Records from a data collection
>>
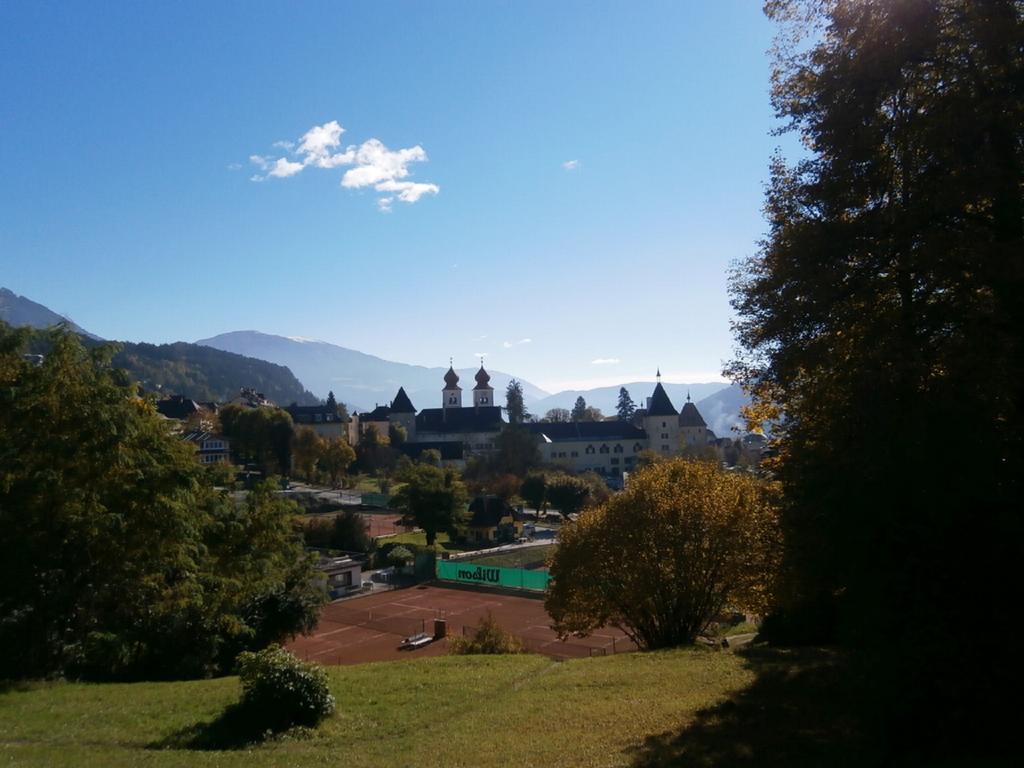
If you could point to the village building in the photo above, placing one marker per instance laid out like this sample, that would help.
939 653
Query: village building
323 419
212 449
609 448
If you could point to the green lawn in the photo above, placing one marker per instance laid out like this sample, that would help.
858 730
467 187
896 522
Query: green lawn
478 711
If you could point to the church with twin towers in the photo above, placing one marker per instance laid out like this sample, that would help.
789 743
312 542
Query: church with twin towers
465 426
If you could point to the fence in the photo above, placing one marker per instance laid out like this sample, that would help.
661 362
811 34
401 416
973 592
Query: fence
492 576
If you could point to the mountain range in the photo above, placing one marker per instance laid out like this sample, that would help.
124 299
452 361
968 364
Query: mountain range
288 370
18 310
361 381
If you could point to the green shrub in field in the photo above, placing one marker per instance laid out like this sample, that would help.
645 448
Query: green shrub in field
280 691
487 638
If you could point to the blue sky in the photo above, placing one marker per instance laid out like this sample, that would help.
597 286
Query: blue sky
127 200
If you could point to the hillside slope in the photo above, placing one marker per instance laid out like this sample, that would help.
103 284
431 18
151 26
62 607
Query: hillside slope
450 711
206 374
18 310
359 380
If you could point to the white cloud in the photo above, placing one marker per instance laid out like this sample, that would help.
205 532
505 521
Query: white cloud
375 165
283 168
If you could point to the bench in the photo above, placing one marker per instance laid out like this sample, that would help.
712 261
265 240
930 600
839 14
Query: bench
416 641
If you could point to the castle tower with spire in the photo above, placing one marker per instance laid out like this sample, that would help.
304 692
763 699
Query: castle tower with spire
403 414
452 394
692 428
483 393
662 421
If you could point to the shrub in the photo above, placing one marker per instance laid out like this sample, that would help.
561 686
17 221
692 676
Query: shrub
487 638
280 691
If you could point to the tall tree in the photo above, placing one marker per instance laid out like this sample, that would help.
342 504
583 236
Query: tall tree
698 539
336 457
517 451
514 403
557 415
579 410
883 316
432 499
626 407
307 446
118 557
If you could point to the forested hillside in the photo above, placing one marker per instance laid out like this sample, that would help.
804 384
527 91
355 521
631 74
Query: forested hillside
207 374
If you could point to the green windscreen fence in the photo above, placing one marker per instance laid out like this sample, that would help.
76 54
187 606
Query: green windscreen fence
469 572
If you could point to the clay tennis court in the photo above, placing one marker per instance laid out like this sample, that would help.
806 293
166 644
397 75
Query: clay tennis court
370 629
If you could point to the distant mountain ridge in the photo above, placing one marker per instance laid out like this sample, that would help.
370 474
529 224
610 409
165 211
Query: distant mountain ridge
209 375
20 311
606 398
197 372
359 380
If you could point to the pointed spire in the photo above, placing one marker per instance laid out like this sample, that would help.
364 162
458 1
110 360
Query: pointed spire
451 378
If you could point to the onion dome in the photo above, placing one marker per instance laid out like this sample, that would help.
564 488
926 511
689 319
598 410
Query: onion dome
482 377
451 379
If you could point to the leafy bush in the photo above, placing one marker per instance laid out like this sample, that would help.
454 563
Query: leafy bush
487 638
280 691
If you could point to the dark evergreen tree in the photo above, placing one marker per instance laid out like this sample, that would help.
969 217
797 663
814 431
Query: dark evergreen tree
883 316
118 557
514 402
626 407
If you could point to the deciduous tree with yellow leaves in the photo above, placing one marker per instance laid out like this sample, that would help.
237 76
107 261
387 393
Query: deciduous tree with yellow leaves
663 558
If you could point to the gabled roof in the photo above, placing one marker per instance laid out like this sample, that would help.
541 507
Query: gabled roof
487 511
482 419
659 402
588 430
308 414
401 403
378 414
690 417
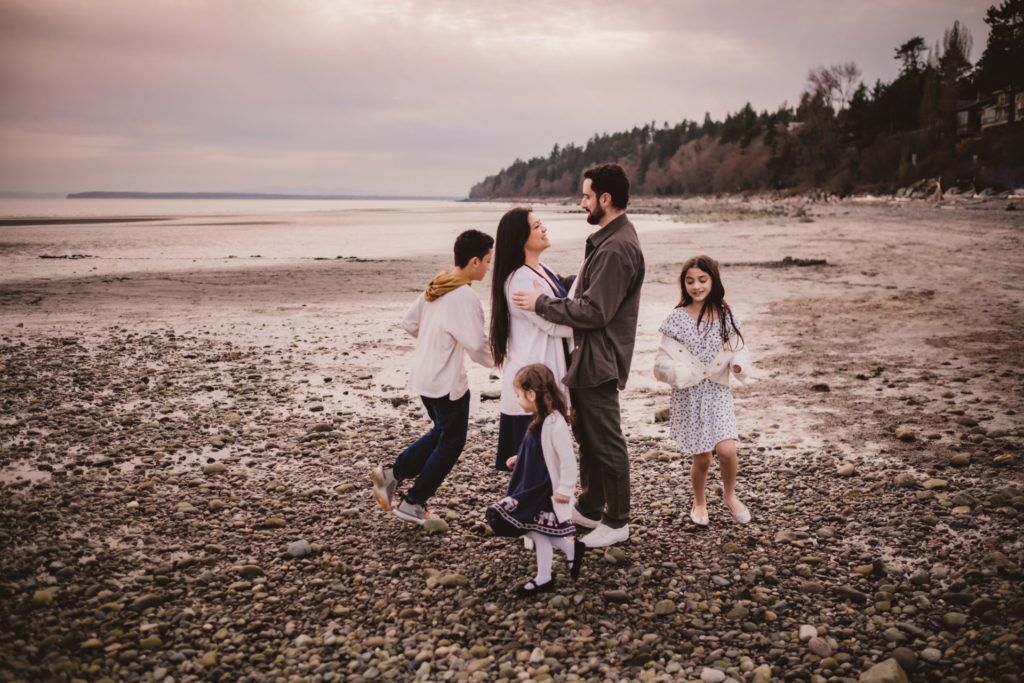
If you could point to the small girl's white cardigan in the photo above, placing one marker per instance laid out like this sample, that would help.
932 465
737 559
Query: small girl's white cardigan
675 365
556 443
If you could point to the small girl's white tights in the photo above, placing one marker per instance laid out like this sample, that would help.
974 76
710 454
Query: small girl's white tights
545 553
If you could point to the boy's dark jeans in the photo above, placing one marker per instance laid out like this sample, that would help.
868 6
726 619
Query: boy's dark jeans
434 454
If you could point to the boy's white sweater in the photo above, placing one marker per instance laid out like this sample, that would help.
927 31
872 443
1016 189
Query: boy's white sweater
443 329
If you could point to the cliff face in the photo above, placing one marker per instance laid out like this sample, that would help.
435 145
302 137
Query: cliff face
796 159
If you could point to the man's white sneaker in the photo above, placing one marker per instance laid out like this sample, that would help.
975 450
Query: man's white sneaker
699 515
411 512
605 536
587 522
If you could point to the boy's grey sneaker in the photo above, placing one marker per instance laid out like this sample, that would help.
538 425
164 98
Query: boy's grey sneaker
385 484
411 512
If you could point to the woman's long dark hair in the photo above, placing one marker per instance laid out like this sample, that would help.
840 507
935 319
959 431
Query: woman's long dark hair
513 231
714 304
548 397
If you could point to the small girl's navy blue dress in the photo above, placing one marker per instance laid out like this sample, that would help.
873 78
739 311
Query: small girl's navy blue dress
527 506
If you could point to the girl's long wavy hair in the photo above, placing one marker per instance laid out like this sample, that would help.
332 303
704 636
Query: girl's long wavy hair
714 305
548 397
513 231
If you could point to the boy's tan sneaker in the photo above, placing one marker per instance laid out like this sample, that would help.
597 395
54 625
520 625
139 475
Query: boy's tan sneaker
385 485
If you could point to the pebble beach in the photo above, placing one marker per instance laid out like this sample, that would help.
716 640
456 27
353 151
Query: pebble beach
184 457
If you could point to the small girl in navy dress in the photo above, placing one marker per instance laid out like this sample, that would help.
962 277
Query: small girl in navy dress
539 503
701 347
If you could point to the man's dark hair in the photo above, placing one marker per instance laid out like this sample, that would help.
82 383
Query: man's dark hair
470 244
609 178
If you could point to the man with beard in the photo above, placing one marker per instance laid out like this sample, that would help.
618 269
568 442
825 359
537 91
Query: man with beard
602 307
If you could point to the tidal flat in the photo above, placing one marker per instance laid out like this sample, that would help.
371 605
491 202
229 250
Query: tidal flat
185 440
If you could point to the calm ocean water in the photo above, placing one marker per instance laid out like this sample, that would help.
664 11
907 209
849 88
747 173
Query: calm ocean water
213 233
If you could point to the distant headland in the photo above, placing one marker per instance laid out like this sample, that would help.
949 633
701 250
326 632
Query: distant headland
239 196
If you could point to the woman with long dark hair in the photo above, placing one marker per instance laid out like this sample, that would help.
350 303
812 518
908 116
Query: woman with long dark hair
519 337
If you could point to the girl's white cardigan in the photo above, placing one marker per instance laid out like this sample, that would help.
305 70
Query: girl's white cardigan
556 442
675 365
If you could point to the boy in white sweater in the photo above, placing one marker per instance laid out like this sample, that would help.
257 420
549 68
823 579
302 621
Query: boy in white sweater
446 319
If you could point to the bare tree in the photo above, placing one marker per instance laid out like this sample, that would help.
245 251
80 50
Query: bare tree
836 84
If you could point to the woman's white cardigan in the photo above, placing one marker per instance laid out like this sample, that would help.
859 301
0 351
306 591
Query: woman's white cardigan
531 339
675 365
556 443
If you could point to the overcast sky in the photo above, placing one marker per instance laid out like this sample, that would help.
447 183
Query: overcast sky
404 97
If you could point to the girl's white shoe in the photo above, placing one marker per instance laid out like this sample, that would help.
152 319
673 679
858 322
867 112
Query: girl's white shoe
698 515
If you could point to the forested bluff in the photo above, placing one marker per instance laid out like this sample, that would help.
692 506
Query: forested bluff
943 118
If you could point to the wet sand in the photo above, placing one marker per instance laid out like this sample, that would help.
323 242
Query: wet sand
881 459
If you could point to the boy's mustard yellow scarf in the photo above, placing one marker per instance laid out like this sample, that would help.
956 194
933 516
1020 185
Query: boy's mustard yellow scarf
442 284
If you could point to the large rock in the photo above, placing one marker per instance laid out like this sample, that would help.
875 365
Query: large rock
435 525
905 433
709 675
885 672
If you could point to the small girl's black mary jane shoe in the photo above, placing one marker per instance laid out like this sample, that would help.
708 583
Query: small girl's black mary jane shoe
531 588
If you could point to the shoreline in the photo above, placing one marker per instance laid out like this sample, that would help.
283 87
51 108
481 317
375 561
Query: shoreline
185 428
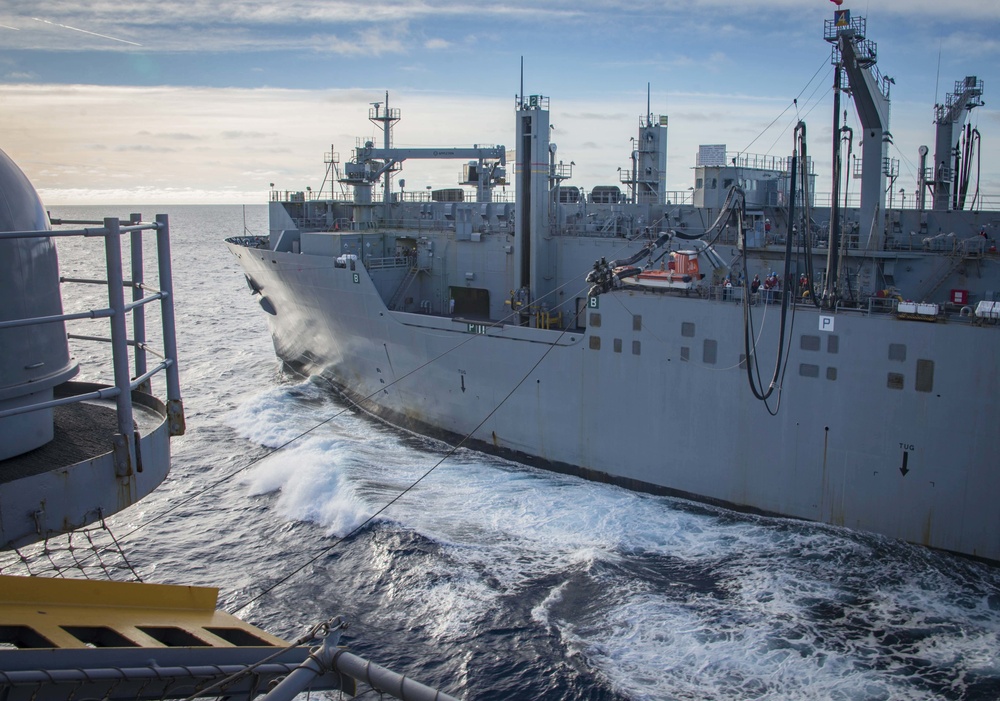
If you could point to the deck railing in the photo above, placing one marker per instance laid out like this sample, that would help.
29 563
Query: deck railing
<<
Task statement:
Print, without pictures, exactly the lines from the one containing "If you could point to the large" through the final line of the records above.

Written reply:
If you could point to the large rock in the photo above, placing one marker per instance laid out like this sample, that would help.
875 365
Query: large rock
435 525
905 433
709 675
885 672
If you could point to the small girl's black mary jane shoe in the photo above, placing one marker per instance laid out like this sample, that would help.
708 583
Query: small girl's black mary jane shoe
531 588
If you could point to the shoreline in the photo above, placing one marker per instance laid out like this sample, that would help.
283 87
51 108
481 317
375 561
Query: shoreline
185 428
If you could point to the deck railing in the photo above, placing one marker per instance laid out like this sample, that would help.
29 563
Query: deck railing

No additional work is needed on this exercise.